Rumusan Soal 1: Tolong salin ulang tanpa perubahan baris-baris catatan di bawah, mulai dari baris yang memuat "[mark] the stainless steel dishwasher" sampai dengan akhir catatan, termasuk kedua ujungnya.

Kutipan Teks:

——

Kamis, 31 Maret 2011

Hujan adalah kawan, adalah indah...

sebuah cerita mini 
Untuk mudaers NTT menulis

Entah mengapa kini aku sangat menyukai hujan. Aku memikirkan hujan, aku melakukan banyak hal ditemani hujan, aku mengingat lagi masa laluku disaat hujan atau karena berkali-kali aku sakit juga karena hujan. Mungkin itu alasannya. Tak heran pula akhirnya aku banyak menulis tentang hujan. Semangat hidup seperti derasnya air hujan yang menimpa atap kamarku. Dan ketika sedang berjalan di bawah gerimis tipis, aku berpikir untuk menulis ini secepat mungkin jika aku sampai di kamarku. Aku sedang jatuh cinta pada hujan.

Setahun lalu aku membaca sebuah berita besar di salah satu koran nasional. Topiknya adalah hujan. Dan aku menyukai itu. Mulai dari kerjaan para pawang hujan yang laris manis hingga masyarakat agraris yang menangis karena hujan tak mau lagi diatur oleh sistem penanggalan pertanian. Hujan mungkin bersedih, mungkin pula sedang protes. Aku ingat juga, foto besar yang terpampang di halaman koran itu. Sebuah kota metropolitan yang mati kutu di bawah rimbunnya awan-awan hitam lagi tebal yang kadang-kadang menyimpan kejutan-kejutan listrik raksasa bernama petir dibaliknya!

——

Data yang Diberikan:
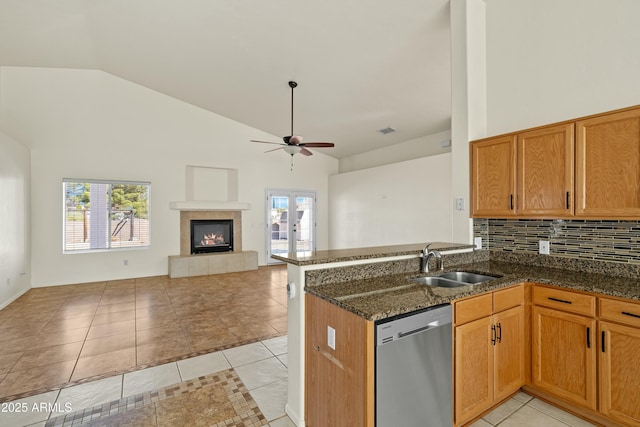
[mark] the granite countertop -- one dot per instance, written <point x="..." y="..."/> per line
<point x="339" y="255"/>
<point x="386" y="296"/>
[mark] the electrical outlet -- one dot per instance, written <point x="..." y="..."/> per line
<point x="478" y="242"/>
<point x="331" y="337"/>
<point x="544" y="247"/>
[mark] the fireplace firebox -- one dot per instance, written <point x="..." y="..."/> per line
<point x="211" y="235"/>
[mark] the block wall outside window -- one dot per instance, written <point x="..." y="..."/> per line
<point x="103" y="215"/>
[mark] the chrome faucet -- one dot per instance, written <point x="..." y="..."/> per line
<point x="426" y="256"/>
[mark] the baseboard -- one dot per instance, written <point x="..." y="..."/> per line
<point x="293" y="416"/>
<point x="6" y="303"/>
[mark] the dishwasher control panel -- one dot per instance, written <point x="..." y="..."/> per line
<point x="397" y="328"/>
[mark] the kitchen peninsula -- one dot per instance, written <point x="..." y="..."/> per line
<point x="338" y="266"/>
<point x="371" y="284"/>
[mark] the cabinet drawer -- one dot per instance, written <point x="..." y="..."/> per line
<point x="565" y="300"/>
<point x="620" y="311"/>
<point x="508" y="298"/>
<point x="473" y="308"/>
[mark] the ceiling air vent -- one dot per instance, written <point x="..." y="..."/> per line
<point x="387" y="130"/>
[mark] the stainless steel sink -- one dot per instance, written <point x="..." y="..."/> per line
<point x="454" y="279"/>
<point x="439" y="282"/>
<point x="466" y="277"/>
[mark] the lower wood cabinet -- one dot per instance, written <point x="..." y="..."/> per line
<point x="564" y="355"/>
<point x="619" y="368"/>
<point x="339" y="383"/>
<point x="488" y="351"/>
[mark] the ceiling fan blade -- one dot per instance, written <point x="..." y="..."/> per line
<point x="318" y="144"/>
<point x="275" y="149"/>
<point x="267" y="142"/>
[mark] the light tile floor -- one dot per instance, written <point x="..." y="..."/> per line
<point x="261" y="368"/>
<point x="58" y="336"/>
<point x="258" y="365"/>
<point x="523" y="410"/>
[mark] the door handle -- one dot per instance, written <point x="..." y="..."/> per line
<point x="588" y="337"/>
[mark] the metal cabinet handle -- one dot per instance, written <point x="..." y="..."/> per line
<point x="588" y="337"/>
<point x="626" y="313"/>
<point x="559" y="300"/>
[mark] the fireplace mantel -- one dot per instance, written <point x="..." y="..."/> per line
<point x="210" y="206"/>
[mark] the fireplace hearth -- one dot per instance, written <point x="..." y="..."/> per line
<point x="211" y="235"/>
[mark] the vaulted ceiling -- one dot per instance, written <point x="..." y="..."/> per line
<point x="361" y="65"/>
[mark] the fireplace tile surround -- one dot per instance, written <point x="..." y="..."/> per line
<point x="185" y="227"/>
<point x="188" y="265"/>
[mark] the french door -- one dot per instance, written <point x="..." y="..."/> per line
<point x="291" y="222"/>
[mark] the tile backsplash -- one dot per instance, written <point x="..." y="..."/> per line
<point x="612" y="241"/>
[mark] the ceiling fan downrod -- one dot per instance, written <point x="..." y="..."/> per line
<point x="292" y="85"/>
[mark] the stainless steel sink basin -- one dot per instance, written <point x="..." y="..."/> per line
<point x="454" y="279"/>
<point x="439" y="282"/>
<point x="466" y="277"/>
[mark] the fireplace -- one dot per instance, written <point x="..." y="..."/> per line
<point x="211" y="235"/>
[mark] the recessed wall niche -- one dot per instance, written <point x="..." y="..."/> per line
<point x="211" y="184"/>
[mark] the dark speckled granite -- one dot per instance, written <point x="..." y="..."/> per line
<point x="376" y="298"/>
<point x="339" y="255"/>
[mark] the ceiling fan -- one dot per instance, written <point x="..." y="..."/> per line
<point x="293" y="143"/>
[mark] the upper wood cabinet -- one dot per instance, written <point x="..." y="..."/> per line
<point x="528" y="174"/>
<point x="608" y="165"/>
<point x="586" y="168"/>
<point x="493" y="183"/>
<point x="545" y="172"/>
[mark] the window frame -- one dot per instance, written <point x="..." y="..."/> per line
<point x="110" y="183"/>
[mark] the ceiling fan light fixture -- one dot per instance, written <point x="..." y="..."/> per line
<point x="292" y="149"/>
<point x="387" y="130"/>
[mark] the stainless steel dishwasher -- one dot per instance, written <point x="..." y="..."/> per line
<point x="413" y="369"/>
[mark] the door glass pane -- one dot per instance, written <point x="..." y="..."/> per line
<point x="303" y="227"/>
<point x="278" y="229"/>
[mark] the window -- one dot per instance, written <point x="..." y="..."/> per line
<point x="104" y="215"/>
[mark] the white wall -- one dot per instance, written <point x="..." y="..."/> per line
<point x="428" y="145"/>
<point x="405" y="202"/>
<point x="14" y="219"/>
<point x="550" y="60"/>
<point x="468" y="101"/>
<point x="90" y="124"/>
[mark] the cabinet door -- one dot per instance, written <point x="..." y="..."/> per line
<point x="508" y="352"/>
<point x="620" y="373"/>
<point x="545" y="172"/>
<point x="608" y="165"/>
<point x="564" y="356"/>
<point x="338" y="382"/>
<point x="493" y="185"/>
<point x="473" y="369"/>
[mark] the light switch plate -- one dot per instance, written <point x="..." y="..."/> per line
<point x="544" y="247"/>
<point x="331" y="337"/>
<point x="478" y="242"/>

——

Rumusan Soal 2: Tuliskan kembali bagian cerita tentang hujan mulai dari "Entah mengapa kini" sampai dengan "cinta pada hujan.", dengan mengganti "kamarku" menjadi "rumahku".

Jawaban Latihan 1:
[mark] the stainless steel dishwasher -- one dot per instance, written <point x="..." y="..."/> per line
<point x="413" y="369"/>
[mark] the door glass pane -- one dot per instance, written <point x="..." y="..."/> per line
<point x="303" y="227"/>
<point x="278" y="229"/>
[mark] the window -- one dot per instance, written <point x="..." y="..."/> per line
<point x="104" y="215"/>
[mark] the white wall -- one dot per instance, written <point x="..." y="..."/> per line
<point x="428" y="145"/>
<point x="405" y="202"/>
<point x="14" y="219"/>
<point x="550" y="60"/>
<point x="468" y="101"/>
<point x="90" y="124"/>
[mark] the cabinet door -- one dot per instance, written <point x="..." y="..."/> per line
<point x="508" y="352"/>
<point x="620" y="373"/>
<point x="545" y="172"/>
<point x="608" y="165"/>
<point x="564" y="356"/>
<point x="338" y="382"/>
<point x="493" y="185"/>
<point x="473" y="369"/>
[mark] the light switch plate -- one dot per instance, written <point x="..." y="..."/> per line
<point x="544" y="247"/>
<point x="331" y="337"/>
<point x="478" y="242"/>

Jawaban Latihan 2:
Entah mengapa kini aku sangat menyukai hujan. Aku memikirkan hujan, aku melakukan banyak hal ditemani hujan, aku mengingat lagi masa laluku disaat hujan atau karena berkali-kali aku sakit juga karena hujan. Mungkin itu alasannya. Tak heran pula akhirnya aku banyak menulis tentang hujan. Semangat hidup seperti derasnya air hujan yang menimpa atap rumahku. Dan ketika sedang berjalan di bawah gerimis tipis, aku berpikir untuk menulis ini secepat mungkin jika aku sampai di rumahku. Aku sedang jatuh cinta pada hujan.